## Текст
К слову, мысль об идейной связи левой оппозиции и террористических практик 1937–1938 гг. была артикулирована в партийных кругах в годы Большого террора. Левые в РКП(б) после 1925 г. говорили и писали о возможности перерождения большевистских кадров под влиянием НЭПа в условиях мелкобуржуазного окружения. Лев Сосновский, виднейший деятель объединенной оппозиции, писал из ссылки об уроках «смоленского коррупционного дела»: «Всякий стопроцентно-монолитно голосующий прохвост мог расточать народное достояние как ему только угодно. Вся современная система отчетности и контроля представляет собой фикцию […] Само собой, иностранная буржуазия, видя, как легко удавалось подточить Донбасс, не имела нужды торопиться с уступками нам. С какой стати? Сегодня уголь, завтра нефть, потом металл. Что тогда останется от соввласти?»[375]
.Руководство ЦК отвечало: опасности перерождения нет. Партийные кадры в массе своей являются убежденными приверженцами большевизма, имеют настоящую идейную закалку, пролетарской революции термидор не грозит. И вот в 1937 г. НКВД начинает десятками, сотнями и тысячами истреблять номенклатурных работников по обвинению в измене и в подготовке контрреволюционного переворота.

## Ваша задача
Объясните в одном–трёх предложениях, почему иностранная буржуазия, по словам Сосновского из текста о левой оппозиции, не имела нужды торопиться с уступками. Пункты из этого набора для работы не нужны.

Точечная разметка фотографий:

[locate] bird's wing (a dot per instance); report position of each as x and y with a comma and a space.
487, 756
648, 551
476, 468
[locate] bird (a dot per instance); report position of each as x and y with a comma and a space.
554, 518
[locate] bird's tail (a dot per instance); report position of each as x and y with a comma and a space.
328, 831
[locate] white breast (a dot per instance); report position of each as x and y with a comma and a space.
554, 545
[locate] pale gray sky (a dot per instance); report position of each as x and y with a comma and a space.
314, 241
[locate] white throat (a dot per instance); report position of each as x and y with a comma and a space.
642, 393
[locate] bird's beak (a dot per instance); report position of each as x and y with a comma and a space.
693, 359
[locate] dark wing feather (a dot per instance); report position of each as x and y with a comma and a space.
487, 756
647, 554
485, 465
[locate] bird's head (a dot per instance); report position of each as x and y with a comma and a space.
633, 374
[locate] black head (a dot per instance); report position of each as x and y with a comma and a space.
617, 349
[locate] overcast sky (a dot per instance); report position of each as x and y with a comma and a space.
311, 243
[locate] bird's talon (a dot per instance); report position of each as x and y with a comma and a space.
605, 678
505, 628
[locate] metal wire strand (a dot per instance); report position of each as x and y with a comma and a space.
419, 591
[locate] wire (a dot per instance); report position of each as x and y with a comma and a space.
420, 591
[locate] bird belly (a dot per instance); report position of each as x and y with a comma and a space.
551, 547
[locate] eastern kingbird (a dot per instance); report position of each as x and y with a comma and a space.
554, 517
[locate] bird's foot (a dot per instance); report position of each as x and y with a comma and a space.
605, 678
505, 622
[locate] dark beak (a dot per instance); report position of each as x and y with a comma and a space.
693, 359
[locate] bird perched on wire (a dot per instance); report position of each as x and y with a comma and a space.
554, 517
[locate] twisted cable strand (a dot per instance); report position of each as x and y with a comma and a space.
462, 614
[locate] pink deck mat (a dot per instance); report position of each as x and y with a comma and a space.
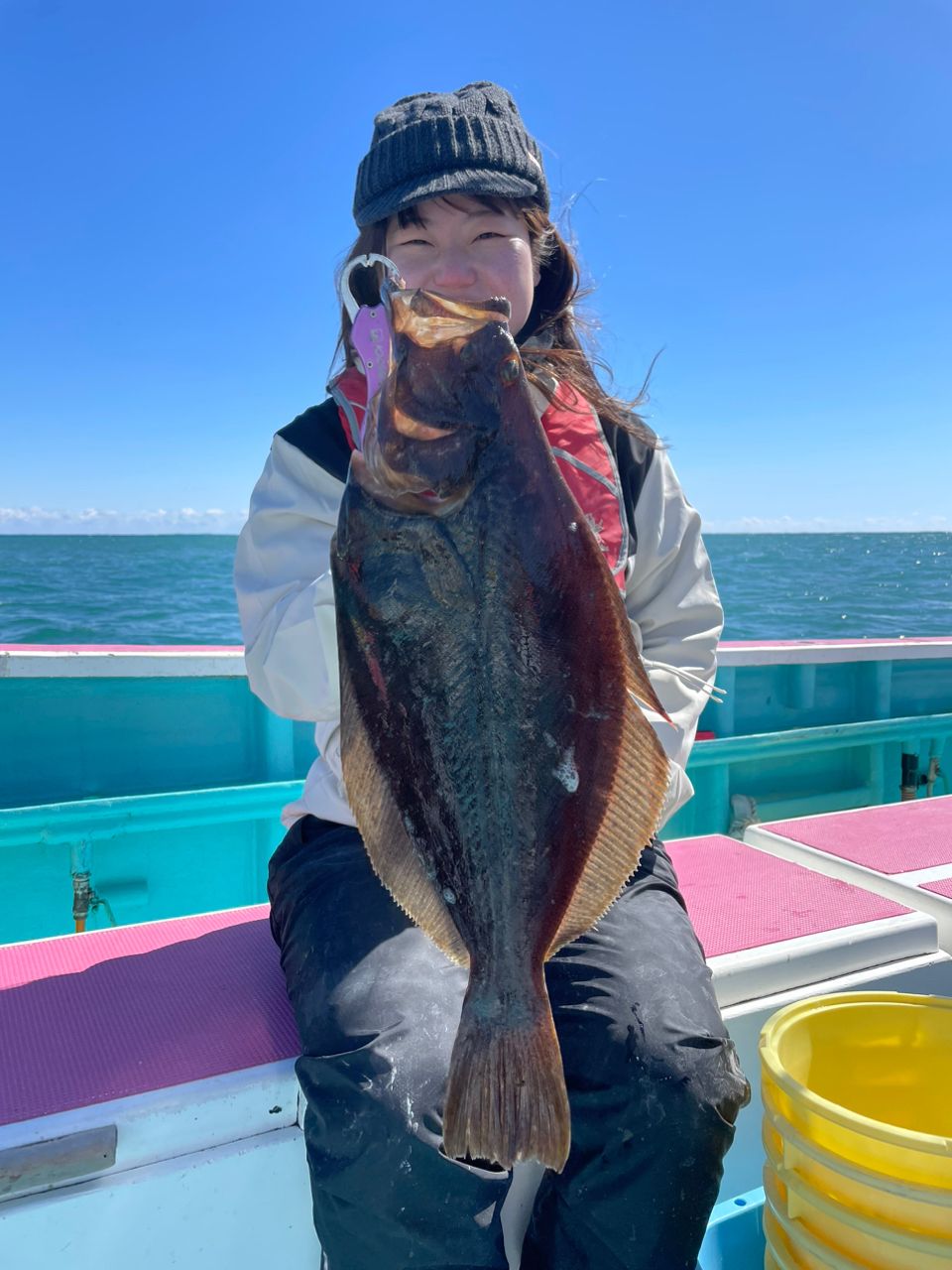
943, 887
895, 838
85, 1019
740, 898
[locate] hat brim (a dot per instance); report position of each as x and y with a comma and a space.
462, 181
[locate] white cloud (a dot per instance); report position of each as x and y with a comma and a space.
915, 522
95, 520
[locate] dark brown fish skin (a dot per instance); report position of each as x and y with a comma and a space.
483, 714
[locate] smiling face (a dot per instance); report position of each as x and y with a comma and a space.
463, 250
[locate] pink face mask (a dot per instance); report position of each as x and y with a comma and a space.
371, 334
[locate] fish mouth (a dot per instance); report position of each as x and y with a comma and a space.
416, 431
402, 494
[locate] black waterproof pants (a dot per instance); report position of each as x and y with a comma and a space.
653, 1080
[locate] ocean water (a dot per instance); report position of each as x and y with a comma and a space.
177, 588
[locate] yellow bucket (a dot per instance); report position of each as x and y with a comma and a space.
857, 1130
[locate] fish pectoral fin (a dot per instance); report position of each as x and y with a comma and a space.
633, 811
393, 855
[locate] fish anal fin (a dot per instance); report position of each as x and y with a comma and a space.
389, 846
633, 811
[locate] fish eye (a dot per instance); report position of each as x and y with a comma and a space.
509, 370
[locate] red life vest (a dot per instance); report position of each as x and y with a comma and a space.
574, 434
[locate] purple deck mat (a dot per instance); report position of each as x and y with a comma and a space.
740, 898
90, 1017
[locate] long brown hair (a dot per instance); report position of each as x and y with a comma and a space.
552, 318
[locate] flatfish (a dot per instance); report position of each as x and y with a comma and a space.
502, 774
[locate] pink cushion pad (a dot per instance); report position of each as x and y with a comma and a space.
943, 887
740, 898
90, 1017
893, 838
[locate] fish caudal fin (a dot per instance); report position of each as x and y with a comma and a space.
507, 1097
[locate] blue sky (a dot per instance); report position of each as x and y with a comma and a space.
763, 190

## Полное решение
Иностранная буржуазия видела, как легко удавалось подточить Донбасс. По мысли Сосновского, после угля на очереди были нефть и металл, и он спрашивал, что тогда останется от советской власти.